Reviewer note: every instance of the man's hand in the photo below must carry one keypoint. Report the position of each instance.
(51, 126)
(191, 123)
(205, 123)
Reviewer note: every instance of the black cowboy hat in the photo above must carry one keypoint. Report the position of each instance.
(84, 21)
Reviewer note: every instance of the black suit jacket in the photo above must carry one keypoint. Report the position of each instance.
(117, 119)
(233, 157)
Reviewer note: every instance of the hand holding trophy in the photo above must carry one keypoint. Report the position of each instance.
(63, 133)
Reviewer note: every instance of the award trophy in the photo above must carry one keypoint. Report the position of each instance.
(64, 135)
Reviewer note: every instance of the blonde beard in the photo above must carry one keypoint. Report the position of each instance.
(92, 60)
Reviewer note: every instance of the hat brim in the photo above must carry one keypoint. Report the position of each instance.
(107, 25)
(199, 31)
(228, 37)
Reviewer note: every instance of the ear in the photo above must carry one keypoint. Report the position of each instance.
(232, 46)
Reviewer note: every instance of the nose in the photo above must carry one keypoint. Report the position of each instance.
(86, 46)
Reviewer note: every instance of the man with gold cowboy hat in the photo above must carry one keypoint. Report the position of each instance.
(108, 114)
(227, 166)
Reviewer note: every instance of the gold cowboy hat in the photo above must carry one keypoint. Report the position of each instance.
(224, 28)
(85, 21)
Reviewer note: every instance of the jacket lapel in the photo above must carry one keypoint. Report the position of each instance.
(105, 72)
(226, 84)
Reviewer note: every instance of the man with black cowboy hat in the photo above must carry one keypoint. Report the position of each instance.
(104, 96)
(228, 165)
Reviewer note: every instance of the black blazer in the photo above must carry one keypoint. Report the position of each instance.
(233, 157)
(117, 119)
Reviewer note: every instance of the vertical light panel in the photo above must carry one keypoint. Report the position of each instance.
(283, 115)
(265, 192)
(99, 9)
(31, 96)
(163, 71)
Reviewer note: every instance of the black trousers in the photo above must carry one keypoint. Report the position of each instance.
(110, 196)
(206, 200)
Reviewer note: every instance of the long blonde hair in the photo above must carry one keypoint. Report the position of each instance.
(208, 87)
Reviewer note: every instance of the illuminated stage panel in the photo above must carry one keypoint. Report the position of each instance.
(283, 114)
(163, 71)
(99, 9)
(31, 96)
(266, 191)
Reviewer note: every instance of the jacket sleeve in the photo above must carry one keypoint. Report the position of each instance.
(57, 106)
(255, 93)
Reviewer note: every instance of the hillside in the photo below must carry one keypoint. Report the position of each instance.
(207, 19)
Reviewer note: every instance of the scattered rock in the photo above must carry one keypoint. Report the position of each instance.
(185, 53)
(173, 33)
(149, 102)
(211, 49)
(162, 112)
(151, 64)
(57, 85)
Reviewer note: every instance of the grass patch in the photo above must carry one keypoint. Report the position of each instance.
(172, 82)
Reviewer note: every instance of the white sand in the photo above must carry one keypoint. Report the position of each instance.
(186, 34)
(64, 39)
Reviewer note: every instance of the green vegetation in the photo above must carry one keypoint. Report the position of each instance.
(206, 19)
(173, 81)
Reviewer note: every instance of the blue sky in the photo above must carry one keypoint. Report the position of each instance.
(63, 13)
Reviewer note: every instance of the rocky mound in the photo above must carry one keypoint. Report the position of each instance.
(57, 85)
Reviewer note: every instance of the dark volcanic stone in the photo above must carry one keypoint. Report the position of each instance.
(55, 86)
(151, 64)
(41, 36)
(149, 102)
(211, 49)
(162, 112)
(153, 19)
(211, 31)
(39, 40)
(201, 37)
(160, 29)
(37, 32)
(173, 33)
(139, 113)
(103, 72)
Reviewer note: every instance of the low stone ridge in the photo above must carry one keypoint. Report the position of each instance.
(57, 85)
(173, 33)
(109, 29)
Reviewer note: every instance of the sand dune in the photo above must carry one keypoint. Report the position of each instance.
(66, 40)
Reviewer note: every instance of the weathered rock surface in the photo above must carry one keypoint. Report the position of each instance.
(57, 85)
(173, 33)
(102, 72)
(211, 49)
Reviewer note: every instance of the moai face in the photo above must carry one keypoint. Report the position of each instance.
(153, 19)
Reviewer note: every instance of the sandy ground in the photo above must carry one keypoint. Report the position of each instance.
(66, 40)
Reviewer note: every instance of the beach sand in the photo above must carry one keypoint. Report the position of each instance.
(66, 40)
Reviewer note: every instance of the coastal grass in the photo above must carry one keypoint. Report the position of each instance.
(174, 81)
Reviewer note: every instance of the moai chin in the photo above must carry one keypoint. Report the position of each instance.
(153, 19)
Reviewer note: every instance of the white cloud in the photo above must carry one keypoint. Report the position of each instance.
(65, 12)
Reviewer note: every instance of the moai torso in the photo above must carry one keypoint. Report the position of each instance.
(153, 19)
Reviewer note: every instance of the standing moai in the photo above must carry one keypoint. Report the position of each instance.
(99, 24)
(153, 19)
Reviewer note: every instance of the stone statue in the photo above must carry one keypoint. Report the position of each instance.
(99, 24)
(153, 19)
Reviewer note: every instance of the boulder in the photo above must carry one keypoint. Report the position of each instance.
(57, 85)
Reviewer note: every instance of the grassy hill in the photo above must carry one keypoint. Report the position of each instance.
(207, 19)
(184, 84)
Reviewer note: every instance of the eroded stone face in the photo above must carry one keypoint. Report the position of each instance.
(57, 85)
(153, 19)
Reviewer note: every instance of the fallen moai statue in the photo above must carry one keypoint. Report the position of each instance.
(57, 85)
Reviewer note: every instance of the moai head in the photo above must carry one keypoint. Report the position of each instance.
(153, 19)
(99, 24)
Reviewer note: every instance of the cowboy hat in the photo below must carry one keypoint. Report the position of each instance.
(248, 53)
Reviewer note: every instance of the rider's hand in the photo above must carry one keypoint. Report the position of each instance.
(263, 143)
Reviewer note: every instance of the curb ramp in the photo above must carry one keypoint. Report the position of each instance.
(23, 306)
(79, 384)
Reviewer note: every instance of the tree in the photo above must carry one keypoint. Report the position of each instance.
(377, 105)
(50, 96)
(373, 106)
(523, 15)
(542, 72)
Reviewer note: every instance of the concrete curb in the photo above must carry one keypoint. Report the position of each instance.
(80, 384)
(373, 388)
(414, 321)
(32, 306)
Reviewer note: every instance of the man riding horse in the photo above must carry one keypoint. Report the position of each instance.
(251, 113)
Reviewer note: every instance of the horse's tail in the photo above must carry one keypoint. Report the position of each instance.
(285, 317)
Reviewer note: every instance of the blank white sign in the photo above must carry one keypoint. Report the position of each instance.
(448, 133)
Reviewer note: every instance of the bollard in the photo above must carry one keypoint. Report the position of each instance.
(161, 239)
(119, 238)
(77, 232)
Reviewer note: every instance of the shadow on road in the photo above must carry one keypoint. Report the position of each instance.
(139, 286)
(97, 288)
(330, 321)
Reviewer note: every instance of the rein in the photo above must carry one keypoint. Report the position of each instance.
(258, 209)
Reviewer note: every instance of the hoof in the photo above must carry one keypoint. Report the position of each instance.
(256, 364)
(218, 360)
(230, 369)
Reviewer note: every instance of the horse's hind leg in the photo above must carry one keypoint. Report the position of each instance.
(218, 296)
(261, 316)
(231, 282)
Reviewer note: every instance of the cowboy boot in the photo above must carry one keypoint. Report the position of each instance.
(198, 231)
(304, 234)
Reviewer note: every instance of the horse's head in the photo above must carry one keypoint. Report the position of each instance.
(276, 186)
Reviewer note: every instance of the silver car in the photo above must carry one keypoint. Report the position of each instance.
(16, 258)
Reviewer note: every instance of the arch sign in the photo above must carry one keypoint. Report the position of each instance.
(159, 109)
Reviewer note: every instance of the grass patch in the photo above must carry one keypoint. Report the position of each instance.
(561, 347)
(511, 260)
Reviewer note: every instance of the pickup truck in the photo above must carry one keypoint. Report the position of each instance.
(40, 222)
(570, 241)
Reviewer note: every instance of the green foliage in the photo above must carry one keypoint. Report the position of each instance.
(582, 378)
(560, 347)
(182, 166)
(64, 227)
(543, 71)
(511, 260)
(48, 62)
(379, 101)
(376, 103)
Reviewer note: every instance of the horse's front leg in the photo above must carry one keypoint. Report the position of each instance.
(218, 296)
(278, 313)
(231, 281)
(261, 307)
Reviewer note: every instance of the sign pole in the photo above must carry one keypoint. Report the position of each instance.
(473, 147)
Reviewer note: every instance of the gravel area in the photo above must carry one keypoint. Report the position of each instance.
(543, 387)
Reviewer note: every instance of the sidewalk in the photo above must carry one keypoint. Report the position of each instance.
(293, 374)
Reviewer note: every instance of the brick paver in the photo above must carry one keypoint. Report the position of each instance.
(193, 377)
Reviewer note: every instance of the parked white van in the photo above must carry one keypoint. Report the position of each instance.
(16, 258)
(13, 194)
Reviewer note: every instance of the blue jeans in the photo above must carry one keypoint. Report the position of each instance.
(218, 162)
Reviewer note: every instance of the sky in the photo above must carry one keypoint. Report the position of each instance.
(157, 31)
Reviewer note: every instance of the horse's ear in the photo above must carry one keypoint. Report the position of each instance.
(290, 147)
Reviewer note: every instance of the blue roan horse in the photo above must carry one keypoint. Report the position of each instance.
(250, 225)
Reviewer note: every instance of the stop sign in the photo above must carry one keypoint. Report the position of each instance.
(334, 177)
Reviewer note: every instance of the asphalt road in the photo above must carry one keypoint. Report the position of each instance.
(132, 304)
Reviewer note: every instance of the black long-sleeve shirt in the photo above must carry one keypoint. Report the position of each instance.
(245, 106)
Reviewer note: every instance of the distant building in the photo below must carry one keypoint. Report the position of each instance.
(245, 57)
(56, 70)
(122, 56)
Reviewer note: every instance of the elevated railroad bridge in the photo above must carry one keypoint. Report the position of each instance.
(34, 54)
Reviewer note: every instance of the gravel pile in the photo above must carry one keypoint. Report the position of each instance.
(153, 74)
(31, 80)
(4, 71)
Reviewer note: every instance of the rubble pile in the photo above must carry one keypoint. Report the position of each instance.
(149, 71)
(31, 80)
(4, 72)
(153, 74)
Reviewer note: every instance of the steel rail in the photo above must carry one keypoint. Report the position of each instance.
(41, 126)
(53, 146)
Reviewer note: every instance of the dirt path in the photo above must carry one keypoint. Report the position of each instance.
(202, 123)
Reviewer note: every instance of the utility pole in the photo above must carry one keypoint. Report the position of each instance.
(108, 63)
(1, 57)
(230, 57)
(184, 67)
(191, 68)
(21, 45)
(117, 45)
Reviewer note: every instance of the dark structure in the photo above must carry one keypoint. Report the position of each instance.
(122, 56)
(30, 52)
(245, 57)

+---+

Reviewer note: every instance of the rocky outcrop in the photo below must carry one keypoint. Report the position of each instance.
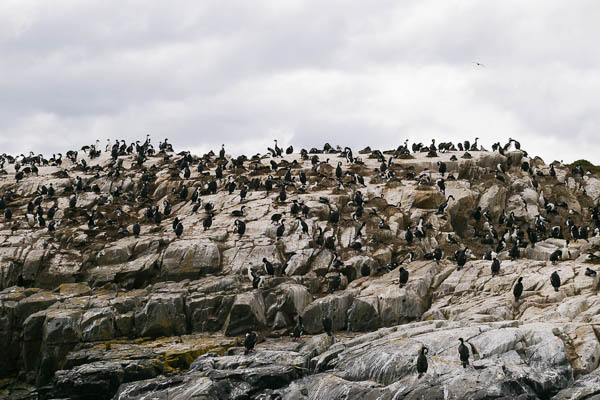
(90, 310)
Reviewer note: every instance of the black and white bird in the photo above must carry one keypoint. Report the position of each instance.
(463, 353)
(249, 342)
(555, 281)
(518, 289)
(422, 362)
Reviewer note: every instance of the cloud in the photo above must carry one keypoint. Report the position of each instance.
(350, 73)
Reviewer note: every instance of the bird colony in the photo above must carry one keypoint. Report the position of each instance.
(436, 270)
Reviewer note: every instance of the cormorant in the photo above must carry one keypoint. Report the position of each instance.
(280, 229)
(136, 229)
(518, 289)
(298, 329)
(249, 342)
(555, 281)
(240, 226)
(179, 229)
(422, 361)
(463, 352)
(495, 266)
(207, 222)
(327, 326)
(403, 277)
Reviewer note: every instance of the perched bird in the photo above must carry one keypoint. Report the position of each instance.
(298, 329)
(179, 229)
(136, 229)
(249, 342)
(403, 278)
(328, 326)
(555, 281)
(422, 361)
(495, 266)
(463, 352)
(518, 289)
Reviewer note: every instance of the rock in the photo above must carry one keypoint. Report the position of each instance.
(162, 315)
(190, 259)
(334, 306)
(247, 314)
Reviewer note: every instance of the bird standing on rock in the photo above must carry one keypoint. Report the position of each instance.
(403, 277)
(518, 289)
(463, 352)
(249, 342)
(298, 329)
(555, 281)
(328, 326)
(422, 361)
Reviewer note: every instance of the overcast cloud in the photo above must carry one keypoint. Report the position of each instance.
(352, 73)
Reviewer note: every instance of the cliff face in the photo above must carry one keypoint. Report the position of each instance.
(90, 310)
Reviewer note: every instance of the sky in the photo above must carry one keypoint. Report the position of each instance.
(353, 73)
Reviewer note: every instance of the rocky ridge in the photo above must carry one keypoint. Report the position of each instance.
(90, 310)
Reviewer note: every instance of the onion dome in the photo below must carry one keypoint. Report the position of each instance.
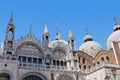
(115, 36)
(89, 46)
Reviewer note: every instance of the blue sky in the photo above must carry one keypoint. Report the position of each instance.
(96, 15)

+---+

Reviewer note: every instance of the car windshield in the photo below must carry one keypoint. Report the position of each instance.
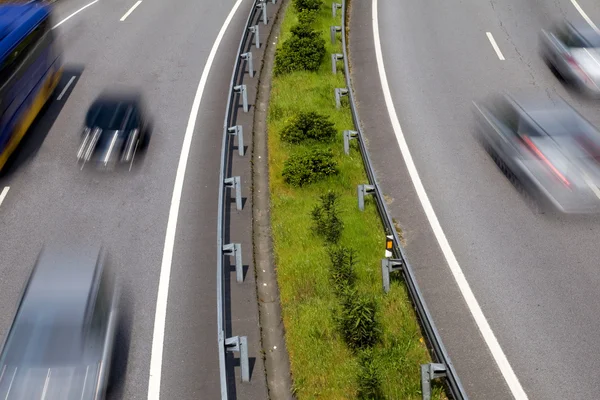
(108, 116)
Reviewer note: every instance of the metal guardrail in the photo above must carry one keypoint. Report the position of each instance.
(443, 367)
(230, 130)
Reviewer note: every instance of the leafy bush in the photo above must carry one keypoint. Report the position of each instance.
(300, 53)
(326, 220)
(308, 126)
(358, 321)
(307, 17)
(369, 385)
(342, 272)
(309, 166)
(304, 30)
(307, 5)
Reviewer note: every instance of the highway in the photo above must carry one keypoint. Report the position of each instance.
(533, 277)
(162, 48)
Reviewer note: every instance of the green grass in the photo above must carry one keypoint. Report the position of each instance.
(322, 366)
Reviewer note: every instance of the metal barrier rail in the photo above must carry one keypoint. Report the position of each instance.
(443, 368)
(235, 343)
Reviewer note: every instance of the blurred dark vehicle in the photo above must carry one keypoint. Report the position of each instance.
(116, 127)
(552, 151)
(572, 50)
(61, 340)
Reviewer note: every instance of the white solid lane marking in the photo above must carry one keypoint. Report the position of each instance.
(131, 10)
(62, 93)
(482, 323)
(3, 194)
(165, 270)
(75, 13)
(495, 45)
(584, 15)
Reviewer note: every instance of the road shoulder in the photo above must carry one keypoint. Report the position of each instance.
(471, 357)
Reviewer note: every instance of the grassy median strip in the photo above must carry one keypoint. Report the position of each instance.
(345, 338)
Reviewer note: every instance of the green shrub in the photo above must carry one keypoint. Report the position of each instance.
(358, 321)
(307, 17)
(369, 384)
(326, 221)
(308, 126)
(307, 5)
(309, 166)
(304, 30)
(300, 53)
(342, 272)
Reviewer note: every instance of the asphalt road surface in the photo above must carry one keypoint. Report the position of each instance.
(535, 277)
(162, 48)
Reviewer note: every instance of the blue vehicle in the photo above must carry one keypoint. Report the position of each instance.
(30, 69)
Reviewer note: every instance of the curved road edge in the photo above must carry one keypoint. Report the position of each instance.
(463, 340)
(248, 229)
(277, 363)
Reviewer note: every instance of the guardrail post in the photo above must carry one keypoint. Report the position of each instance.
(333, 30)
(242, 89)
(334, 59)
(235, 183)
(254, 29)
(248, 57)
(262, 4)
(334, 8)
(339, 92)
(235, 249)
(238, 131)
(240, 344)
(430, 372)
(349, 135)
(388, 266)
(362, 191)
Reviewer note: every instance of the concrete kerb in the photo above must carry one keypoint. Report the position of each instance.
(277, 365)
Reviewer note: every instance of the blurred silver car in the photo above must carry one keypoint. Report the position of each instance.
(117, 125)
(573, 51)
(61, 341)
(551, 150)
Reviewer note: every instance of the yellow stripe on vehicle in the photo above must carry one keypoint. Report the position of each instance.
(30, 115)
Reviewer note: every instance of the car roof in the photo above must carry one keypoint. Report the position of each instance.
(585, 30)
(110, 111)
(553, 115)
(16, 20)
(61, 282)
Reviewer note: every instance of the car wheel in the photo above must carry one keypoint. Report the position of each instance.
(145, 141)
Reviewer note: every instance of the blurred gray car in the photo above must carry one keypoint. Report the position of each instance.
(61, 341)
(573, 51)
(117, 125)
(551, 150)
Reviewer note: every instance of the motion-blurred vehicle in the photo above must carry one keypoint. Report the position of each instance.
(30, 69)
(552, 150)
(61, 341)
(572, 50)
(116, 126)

+---+

▸ **Exercise objective**: Please return every line above that contains the word "metal", copying each one in full.

▸ **Solution to the exercise**:
Reviewer note: every instance of the metal guardrail in the photo above must carry one keypoint. Report the position of each instance.
Reviewer note: every instance of the metal barrier rail in the photo above must carry one keypoint. Report the position of each instance.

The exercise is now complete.